Exercise description:
For each line of the data that includes the word "yellow", copy the line.
** Opening Entries supplied block **
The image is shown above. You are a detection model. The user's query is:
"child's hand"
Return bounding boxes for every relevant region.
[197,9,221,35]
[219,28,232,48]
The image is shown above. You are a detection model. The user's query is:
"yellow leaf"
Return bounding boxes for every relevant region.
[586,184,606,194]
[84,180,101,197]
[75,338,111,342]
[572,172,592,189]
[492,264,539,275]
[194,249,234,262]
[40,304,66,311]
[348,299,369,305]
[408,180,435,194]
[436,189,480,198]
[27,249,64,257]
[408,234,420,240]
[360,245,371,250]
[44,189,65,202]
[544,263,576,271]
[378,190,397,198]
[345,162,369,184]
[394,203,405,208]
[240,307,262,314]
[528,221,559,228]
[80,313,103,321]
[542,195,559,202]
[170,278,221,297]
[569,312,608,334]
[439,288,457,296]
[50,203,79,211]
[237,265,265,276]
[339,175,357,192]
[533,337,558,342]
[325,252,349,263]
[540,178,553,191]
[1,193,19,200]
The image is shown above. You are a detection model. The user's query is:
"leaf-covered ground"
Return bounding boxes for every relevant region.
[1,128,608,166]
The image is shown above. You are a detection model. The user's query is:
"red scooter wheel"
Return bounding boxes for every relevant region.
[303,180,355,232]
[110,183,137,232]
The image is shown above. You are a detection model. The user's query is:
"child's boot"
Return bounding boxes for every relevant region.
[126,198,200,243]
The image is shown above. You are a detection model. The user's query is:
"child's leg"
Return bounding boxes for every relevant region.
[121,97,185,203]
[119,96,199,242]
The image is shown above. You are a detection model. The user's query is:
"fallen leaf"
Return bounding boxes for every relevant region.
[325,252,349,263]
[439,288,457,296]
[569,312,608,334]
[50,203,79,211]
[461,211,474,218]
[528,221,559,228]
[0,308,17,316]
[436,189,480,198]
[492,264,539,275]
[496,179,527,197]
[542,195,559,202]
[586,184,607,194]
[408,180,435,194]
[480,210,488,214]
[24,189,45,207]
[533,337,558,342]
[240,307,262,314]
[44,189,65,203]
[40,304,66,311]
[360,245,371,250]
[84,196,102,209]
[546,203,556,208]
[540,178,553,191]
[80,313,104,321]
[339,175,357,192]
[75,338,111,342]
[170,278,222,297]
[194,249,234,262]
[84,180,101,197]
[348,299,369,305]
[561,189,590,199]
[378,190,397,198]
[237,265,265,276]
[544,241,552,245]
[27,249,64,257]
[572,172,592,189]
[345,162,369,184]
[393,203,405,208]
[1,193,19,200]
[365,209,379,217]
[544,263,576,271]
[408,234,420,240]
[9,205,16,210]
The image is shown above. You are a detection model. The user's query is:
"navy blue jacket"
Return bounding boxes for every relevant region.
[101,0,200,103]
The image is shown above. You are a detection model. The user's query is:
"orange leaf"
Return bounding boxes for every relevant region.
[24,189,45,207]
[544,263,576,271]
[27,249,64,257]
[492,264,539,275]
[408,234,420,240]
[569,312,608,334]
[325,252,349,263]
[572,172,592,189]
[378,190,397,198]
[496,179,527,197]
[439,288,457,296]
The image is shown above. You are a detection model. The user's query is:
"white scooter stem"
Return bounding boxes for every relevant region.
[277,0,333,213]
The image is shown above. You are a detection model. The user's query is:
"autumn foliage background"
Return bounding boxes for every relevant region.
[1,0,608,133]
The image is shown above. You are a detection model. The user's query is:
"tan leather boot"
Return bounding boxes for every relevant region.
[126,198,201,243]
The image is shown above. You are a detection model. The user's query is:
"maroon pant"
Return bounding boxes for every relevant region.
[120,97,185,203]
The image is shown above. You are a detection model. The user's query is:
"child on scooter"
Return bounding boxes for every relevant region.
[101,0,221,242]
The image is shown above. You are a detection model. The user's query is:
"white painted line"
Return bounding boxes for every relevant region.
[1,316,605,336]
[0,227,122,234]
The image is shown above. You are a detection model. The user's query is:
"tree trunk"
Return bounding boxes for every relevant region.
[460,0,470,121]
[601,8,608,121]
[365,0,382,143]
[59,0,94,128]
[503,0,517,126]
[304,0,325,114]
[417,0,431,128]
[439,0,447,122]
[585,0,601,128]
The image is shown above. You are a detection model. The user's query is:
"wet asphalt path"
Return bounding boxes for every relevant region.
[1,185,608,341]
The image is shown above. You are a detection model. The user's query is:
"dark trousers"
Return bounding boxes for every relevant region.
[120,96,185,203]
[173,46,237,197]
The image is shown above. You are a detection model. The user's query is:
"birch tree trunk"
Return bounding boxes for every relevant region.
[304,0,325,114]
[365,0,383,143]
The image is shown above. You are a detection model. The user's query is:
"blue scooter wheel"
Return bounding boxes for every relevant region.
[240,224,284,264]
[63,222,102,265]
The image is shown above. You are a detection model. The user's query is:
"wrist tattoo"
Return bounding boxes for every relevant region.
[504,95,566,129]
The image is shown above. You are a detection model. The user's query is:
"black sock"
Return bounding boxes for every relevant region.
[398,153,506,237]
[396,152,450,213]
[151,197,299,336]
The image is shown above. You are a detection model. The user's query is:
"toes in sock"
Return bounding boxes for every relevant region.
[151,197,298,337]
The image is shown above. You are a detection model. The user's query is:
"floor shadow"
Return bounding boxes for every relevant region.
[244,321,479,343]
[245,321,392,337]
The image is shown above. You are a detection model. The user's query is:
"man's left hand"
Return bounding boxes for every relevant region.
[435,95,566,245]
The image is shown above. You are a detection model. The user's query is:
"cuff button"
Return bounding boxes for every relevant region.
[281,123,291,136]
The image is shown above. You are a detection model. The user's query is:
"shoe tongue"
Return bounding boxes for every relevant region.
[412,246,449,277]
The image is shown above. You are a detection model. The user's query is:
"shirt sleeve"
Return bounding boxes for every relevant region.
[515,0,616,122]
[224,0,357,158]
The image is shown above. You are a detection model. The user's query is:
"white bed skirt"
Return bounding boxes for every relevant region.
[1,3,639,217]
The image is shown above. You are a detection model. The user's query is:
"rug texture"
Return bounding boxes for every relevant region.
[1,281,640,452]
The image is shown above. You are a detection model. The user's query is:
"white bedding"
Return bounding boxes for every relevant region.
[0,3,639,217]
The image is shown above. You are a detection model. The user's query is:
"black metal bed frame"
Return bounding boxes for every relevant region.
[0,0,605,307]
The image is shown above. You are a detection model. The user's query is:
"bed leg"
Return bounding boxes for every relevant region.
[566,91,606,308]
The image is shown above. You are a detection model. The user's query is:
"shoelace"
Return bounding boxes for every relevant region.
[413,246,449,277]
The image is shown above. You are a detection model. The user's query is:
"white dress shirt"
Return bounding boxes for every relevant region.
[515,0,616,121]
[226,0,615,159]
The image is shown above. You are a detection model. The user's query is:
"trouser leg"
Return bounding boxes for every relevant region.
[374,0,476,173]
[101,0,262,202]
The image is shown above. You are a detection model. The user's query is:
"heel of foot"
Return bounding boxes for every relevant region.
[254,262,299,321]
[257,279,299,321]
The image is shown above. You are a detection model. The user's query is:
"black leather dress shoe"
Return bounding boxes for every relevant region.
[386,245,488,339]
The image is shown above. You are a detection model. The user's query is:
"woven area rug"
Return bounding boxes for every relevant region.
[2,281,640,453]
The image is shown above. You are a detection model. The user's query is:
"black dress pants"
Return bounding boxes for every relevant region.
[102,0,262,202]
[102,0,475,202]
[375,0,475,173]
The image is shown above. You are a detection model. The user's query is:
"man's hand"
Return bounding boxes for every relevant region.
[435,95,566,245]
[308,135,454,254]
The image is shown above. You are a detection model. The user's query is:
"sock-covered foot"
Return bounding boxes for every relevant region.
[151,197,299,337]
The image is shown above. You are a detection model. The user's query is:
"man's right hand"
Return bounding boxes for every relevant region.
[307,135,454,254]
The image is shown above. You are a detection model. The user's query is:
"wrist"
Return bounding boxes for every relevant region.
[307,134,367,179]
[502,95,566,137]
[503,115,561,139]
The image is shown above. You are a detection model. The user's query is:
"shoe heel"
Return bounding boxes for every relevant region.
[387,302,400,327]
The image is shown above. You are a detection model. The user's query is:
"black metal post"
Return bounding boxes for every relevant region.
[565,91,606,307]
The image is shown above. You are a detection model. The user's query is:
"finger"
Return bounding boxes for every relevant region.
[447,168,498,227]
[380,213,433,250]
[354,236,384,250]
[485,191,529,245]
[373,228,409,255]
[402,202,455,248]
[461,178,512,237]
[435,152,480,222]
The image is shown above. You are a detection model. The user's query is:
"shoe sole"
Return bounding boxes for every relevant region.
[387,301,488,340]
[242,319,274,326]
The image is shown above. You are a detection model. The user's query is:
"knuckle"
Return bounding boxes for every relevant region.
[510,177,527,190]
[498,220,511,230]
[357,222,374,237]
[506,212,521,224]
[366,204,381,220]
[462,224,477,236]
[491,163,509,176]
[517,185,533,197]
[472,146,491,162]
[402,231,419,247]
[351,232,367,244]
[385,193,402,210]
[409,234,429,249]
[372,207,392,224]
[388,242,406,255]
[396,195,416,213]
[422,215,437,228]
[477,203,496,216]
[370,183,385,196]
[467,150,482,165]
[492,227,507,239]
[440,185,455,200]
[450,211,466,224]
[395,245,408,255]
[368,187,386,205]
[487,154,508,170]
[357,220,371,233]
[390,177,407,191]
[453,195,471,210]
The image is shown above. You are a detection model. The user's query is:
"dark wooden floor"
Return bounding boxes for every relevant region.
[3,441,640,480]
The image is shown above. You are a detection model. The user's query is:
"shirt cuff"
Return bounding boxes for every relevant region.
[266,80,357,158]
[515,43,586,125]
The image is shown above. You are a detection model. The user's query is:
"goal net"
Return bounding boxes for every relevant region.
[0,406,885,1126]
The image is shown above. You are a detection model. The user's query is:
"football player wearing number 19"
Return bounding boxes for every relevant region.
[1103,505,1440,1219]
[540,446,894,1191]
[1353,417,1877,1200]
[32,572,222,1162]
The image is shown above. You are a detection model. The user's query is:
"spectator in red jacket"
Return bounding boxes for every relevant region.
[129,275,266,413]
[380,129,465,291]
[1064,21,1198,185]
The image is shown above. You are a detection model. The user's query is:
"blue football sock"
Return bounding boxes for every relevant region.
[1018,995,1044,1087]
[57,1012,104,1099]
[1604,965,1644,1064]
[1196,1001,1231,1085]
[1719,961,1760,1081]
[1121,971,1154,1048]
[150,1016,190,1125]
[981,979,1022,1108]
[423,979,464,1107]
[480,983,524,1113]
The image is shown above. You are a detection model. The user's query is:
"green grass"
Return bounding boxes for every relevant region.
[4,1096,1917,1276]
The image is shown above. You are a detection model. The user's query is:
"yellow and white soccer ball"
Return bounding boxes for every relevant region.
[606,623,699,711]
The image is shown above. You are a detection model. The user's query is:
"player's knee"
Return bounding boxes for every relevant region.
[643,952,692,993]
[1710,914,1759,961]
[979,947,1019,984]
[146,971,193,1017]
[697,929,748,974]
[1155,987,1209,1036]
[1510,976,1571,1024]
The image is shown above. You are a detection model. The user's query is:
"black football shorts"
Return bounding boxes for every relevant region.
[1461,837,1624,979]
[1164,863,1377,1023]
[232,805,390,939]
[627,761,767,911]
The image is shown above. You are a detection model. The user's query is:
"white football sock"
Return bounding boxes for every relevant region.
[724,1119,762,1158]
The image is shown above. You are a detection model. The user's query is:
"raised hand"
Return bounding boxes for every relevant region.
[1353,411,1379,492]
** Closing Entries supplied block **
Result for this task:
"yellow leaf"
"yellow and white soccer ball"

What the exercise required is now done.